# Data listing:
+ + +

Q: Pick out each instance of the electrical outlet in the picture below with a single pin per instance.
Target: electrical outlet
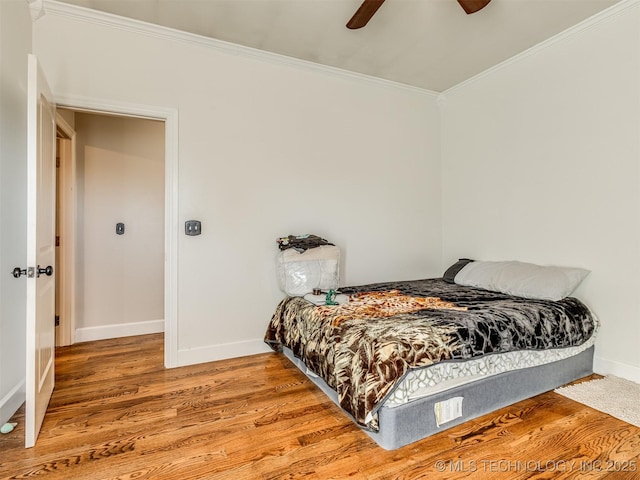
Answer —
(192, 227)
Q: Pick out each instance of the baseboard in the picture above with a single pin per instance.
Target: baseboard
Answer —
(12, 402)
(212, 353)
(603, 366)
(119, 330)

+ + +

# Task objective:
From the line containing "Target: electrical outlet" down to the final line of the material, restate every line word for word, and only those; drop the pictures.

# Your solution:
Target: electrical outlet
Answer —
(192, 227)
Q: Pick out each instance of the baseboard in the picture above with a single pin per instance.
Target: baseboard
Answer —
(12, 402)
(212, 353)
(603, 366)
(119, 330)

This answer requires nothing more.